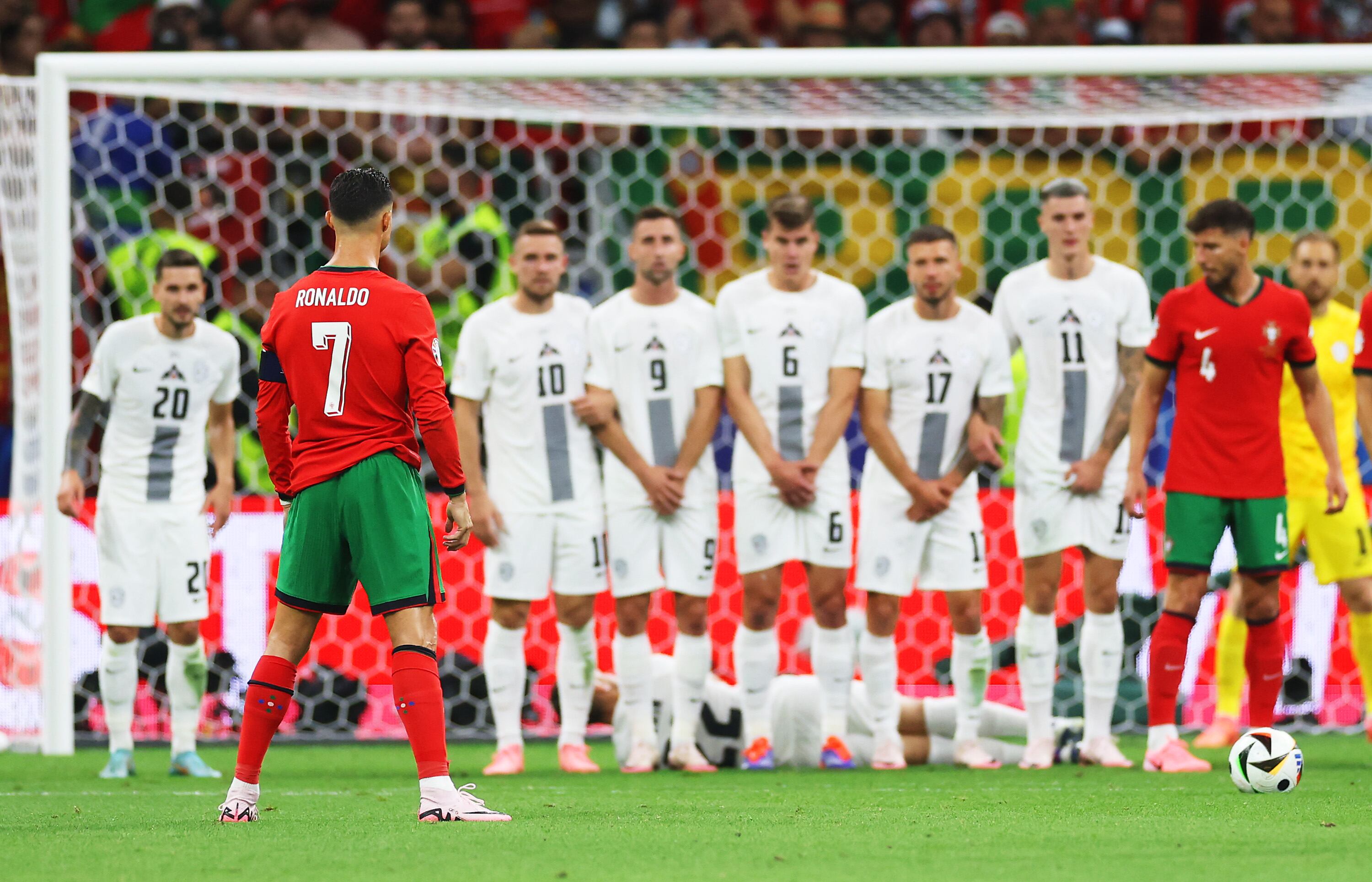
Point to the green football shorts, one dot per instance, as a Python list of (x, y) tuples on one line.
[(368, 524), (1195, 524)]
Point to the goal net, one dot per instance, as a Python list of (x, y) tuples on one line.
[(109, 161)]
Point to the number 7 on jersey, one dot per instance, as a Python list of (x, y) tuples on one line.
[(339, 337)]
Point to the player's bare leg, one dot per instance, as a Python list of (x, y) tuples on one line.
[(1102, 656), (970, 668), (118, 689), (1357, 597), (756, 656), (575, 670), (692, 663), (832, 657), (265, 704), (187, 677), (1036, 655), (633, 667), (1167, 660), (503, 662), (419, 701), (877, 656)]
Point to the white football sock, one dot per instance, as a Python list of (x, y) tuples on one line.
[(183, 696), (1036, 656), (832, 657), (692, 663), (942, 716), (503, 662), (1002, 722), (1102, 655), (970, 666), (1160, 736), (877, 657), (756, 656), (634, 670), (575, 670), (118, 689)]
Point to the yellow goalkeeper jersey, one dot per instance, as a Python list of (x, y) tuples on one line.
[(1335, 341)]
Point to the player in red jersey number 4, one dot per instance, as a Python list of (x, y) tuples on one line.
[(357, 355), (1227, 338)]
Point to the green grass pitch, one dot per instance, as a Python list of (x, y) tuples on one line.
[(348, 812)]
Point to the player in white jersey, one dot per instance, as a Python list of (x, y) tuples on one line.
[(655, 357), (537, 504), (792, 339), (927, 725), (933, 361), (160, 379), (1083, 323)]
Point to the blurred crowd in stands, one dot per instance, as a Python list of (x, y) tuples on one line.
[(31, 27)]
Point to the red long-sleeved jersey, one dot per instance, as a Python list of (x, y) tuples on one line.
[(357, 353)]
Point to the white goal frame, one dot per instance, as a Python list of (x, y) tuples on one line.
[(61, 75)]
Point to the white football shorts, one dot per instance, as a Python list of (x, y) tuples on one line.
[(154, 563), (946, 553), (769, 532), (563, 549), (649, 552)]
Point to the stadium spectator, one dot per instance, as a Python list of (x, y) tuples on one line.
[(872, 24), (21, 40), (289, 25), (935, 24), (825, 27), (450, 24), (1167, 22), (1113, 32), (643, 32), (1006, 28), (1053, 22), (407, 27)]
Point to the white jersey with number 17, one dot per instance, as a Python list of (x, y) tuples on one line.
[(1072, 333), (791, 341)]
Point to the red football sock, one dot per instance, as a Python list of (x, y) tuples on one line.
[(264, 708), (1167, 659), (1263, 663), (419, 700)]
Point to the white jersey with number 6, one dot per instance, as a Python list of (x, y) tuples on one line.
[(791, 342), (1071, 333), (526, 370), (160, 393)]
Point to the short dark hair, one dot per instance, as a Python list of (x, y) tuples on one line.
[(929, 234), (791, 212), (537, 227), (1320, 237), (655, 213), (1230, 216), (360, 195), (176, 258)]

= = = =

Write out every item above word for word, omitting the pictures.

Point to the green football shorts, one dot per instance, as a Python list of (x, y) tuples on one line.
[(368, 524), (1195, 524)]
Point to the goal net, one dot per instance, as a Python list of (x, y) tuples on one line.
[(109, 161)]
Point to the number 7 on jersey, one dot per instance, as a Python list of (x, y) tuples on one line.
[(339, 337)]
Point to the player's bare leg, one dot per instance, as a Python list of (x, y) tuples on one line.
[(1102, 656), (970, 668), (118, 689), (1357, 597), (756, 656), (575, 670), (692, 663), (832, 657), (265, 704), (187, 677), (1036, 655), (633, 667), (1167, 660), (503, 662), (419, 701), (877, 656)]
Point to the white football sock, one dot per instance, as a Python list of (x, y) tuples on one line.
[(183, 696), (1036, 656), (832, 657), (692, 663), (942, 716), (503, 662), (1002, 722), (1102, 655), (970, 666), (1160, 736), (877, 657), (756, 656), (634, 670), (575, 670), (118, 689)]
Point to the yellow goalkeeper jersey, one dot per instance, as a Python list of (x, y) tuples on one line.
[(1335, 341)]
Point to the player in red jersey number 4, one dot per instance, as a Python list of (x, y) tuples on one line.
[(357, 355), (1227, 338)]
Point to the green grass pitch, one dot per instance, as a Python list of (x, y) tuples on one line.
[(348, 812)]
Point to the player in white jersey, one dot per instance, as a Python list of (x, y) tuples on one line.
[(655, 357), (537, 504), (792, 339), (927, 725), (933, 361), (160, 379), (1083, 323)]
Point to the blurred crowd in stands, one dot per instance, as a Python list of (x, y) tuples on one line.
[(31, 27)]
Point to the red long-sleeved jersey, one dot per instance, as a Python list of (x, y) tuples on one line.
[(357, 353)]
Point to the white goal frame, one dot per instance, as a Python list of (x, y) tuples on one line.
[(61, 75)]
Point to the white football shorts, one dot per instance, as a Python list of (x, y) tuples on one line.
[(154, 563), (946, 553), (769, 532), (563, 549), (649, 552)]
Point to the stadium spectator, one dot per instance, as a Python list of (x, y) tuples on one line.
[(872, 24), (21, 40), (289, 25), (935, 24), (825, 27), (450, 24), (1167, 22), (1113, 32), (643, 32), (1006, 28), (1053, 22), (407, 27)]
Point to the white jersey with number 17, one dot per instance, as a Python list of (x, y) tuples on one line.
[(1072, 333), (791, 341)]
Point to the red football sock, one dot per instance, as a Python list of (x, y) tuples on one line.
[(264, 708), (1167, 659), (1263, 663), (419, 700)]
Point to the white jersey with number 6, one dot per instance, as a Python list of (x, y) tuples on one line.
[(791, 342), (1071, 333), (526, 370), (160, 393)]
Point to the short dark hair, one dot per instance, as a Python list of (x, y) tuples on one line.
[(929, 234), (791, 212), (537, 227), (1320, 237), (655, 213), (1230, 216), (360, 195), (176, 258)]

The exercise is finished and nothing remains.